WHAT YOU NEED TO DO:
Every entry must be duplicated precisely as written.
Start GIVEN DATA
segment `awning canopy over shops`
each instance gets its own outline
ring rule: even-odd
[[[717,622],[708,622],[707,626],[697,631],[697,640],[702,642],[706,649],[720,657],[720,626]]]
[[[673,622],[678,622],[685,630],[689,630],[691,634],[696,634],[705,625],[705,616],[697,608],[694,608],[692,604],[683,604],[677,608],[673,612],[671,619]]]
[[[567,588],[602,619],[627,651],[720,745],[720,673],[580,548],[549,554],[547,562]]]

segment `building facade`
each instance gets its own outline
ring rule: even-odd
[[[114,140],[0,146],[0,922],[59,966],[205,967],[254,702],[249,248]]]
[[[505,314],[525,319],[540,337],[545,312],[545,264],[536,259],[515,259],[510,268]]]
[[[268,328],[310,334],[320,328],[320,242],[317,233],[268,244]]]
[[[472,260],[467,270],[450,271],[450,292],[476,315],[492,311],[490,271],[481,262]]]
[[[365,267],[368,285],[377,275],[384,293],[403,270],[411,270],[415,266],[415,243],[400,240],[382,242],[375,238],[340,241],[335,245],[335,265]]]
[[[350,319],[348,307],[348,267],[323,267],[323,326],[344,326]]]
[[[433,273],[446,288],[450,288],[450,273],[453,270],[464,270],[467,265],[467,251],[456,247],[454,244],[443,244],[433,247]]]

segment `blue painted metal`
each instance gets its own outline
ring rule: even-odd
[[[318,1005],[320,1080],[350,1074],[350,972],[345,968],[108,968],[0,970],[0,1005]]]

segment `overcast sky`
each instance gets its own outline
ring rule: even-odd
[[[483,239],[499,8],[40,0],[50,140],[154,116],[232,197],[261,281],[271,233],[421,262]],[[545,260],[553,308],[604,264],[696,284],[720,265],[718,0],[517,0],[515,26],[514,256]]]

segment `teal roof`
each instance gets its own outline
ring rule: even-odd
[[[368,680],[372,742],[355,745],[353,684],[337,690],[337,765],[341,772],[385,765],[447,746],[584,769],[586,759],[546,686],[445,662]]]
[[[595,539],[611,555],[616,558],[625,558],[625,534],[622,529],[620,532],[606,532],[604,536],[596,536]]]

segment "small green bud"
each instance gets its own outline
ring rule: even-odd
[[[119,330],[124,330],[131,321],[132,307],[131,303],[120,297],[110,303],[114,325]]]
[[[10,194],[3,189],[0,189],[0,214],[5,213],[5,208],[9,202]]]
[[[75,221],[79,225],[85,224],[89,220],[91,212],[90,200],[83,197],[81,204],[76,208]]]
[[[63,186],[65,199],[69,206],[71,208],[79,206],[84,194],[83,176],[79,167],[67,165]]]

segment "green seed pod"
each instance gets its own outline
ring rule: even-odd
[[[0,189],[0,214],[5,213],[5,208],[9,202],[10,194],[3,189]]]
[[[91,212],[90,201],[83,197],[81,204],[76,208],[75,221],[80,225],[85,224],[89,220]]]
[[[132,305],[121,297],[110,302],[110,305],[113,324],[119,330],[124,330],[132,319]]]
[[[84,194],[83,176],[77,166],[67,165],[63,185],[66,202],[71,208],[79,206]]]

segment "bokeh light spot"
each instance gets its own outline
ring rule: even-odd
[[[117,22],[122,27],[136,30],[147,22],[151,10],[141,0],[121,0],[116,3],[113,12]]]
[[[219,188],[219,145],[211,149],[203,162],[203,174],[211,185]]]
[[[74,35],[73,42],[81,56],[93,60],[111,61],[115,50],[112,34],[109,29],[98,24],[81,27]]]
End GIVEN DATA
ANSWER TO THIS EXERCISE:
segment `awning canopy over shops`
each instance gets its own outline
ring rule: even-odd
[[[717,622],[708,622],[707,626],[697,631],[697,640],[702,642],[706,649],[720,657],[720,626]]]
[[[673,622],[678,622],[685,630],[689,630],[691,634],[696,634],[705,625],[705,616],[697,608],[694,608],[692,604],[683,604],[677,608],[673,612],[671,619]]]
[[[567,588],[602,619],[627,651],[720,745],[720,673],[580,548],[549,554],[547,562]]]

segment `building facade`
each instance gets its own outline
ring rule: even-odd
[[[114,140],[0,146],[0,922],[59,966],[205,967],[254,702],[249,248]]]
[[[505,314],[525,319],[540,337],[545,312],[545,264],[536,259],[515,259],[510,268]]]
[[[268,328],[310,334],[320,328],[320,242],[317,233],[268,244]]]
[[[472,260],[467,270],[450,271],[450,292],[476,315],[492,311],[490,271],[481,262]]]
[[[365,267],[368,285],[377,275],[384,293],[403,270],[411,270],[415,266],[415,243],[400,240],[382,242],[375,238],[340,241],[335,245],[335,265]]]
[[[350,319],[348,307],[348,267],[323,267],[323,326],[344,326]]]
[[[433,273],[446,288],[450,288],[450,273],[453,270],[464,270],[467,265],[467,251],[456,247],[454,244],[443,244],[433,247]]]

segment `blue painted metal`
each instance gets its own outline
ring rule: even-odd
[[[318,1005],[320,1080],[350,1074],[350,972],[345,968],[108,968],[0,970],[0,1005]]]

segment `overcast sky`
each instance gets its own outline
ring rule: even-odd
[[[483,239],[499,8],[40,0],[50,140],[154,116],[232,197],[261,281],[271,233],[421,262]],[[545,260],[553,308],[604,264],[696,284],[720,265],[718,0],[517,0],[515,26],[514,256]]]

segment `teal roof`
each instance gets its own outline
ring rule: even-odd
[[[368,680],[372,742],[355,745],[353,684],[337,690],[337,765],[341,772],[385,765],[447,746],[584,769],[586,759],[546,686],[445,662]]]
[[[595,539],[611,555],[616,558],[625,558],[625,534],[622,529],[620,532],[606,532],[604,536],[596,536]]]

segment "small green bud"
each instance gets its own outline
ring rule: even-odd
[[[119,330],[124,330],[131,321],[132,307],[131,303],[120,297],[110,303],[114,325]]]
[[[10,194],[3,189],[0,189],[0,214],[5,213],[5,208],[9,202]]]
[[[75,221],[79,225],[85,224],[89,220],[91,212],[90,200],[83,197],[81,204],[76,208]]]
[[[63,186],[65,199],[69,206],[71,208],[79,206],[84,194],[83,176],[79,167],[67,165]]]

segment "green seed pod"
each instance gets its own outline
ring rule: even-odd
[[[0,189],[0,214],[5,213],[5,208],[9,202],[10,194],[3,189]]]
[[[91,212],[90,201],[83,197],[81,204],[76,208],[75,221],[80,225],[85,224],[89,220]]]
[[[132,305],[121,297],[110,302],[110,305],[113,324],[119,330],[124,330],[132,319]]]
[[[84,194],[83,176],[77,166],[67,165],[63,185],[66,202],[71,208],[79,206]]]

segment "bokeh light spot"
each instance gets its own outline
ring rule: even-odd
[[[117,22],[122,27],[136,30],[147,22],[151,10],[141,0],[121,0],[116,3],[113,12]]]
[[[219,188],[219,145],[211,149],[203,162],[203,174],[211,185]]]
[[[74,35],[73,42],[81,56],[93,60],[111,61],[115,50],[112,34],[109,29],[98,24],[81,27]]]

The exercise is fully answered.